# Workshop Week 7 - Minhashing

In this workshop you will practice with various exercises related to techniques to determine the similarity between large collections of documents. Read the lecture material related to week 7. Some of the exercises in this workshop were mentioned in the lecture.

For this exercise you will use the documents in the NLTK Gutenberg corpus. The following code demonstrates how to read the documents of the Gutenberg corpus.

In [1]:
import nltk
nltk.download('gutenberg')

[nltk_data] Downloading package gutenberg to /root/nltk_data...
[nltk_data]   Unzipping corpora/gutenberg.zip.


True

In [2]:
from nltk.corpus import gutenberg
gutenberg.fileids()

['austen-emma.txt',
 'austen-persuasion.txt',
 'austen-sense.txt',
 'bible-kjv.txt',
 'blake-poems.txt',
 'bryant-stories.txt',
 'burgess-busterbrown.txt',
 'carroll-alice.txt',
 'chesterton-ball.txt',
 'chesterton-brown.txt',
 'chesterton-thursday.txt',
 'edgeworth-parents.txt',
 'melville-moby_dick.txt',
 'milton-paradise.txt',
 'shakespeare-caesar.txt',
 'shakespeare-hamlet.txt',
 'shakespeare-macbeth.txt',
 'whitman-leaves.txt']

The previous code lists all the documents of the Gutenberg corpus. You can see that it is a very small collection but it will suffice for the exercises in this workshop. The following code shows how you can read the text of one document.
++++
| PROMPT 1 |
Write out the part of the minhashing workshop page starting at "[nltk_data] Downloading package" and ending at "gutenberg.fileids()", swapping "Downloading" for "Fetching".
++++
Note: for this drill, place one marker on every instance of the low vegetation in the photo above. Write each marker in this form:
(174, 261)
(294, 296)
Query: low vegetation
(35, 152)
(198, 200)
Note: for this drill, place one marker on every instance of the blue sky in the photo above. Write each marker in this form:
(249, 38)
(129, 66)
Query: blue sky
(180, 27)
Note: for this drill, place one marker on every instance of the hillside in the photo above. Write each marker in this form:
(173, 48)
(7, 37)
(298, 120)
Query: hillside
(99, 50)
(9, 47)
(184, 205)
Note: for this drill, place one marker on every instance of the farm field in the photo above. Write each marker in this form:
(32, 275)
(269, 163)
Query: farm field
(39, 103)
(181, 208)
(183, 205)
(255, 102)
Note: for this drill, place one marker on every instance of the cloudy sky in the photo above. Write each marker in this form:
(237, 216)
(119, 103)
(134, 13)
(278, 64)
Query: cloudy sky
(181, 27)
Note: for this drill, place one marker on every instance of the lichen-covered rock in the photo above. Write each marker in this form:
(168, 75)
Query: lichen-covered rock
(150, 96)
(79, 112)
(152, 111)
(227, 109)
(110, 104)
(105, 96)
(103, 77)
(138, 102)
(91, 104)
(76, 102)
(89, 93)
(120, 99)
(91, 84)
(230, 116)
++++
| PROMPT 2 |
How many lines of the records contain the string "hillside", with case counting? Give only the number.

| RIGHT ANSWER 1 |
[nltk_data] Fetching package gutenberg to /root/nltk_data...
[nltk_data]   Unzipping corpora/gutenberg.zip.


True

In [2]:
from nltk.corpus import gutenberg
gutenberg.fileids()

| RIGHT ANSWER 2 |
2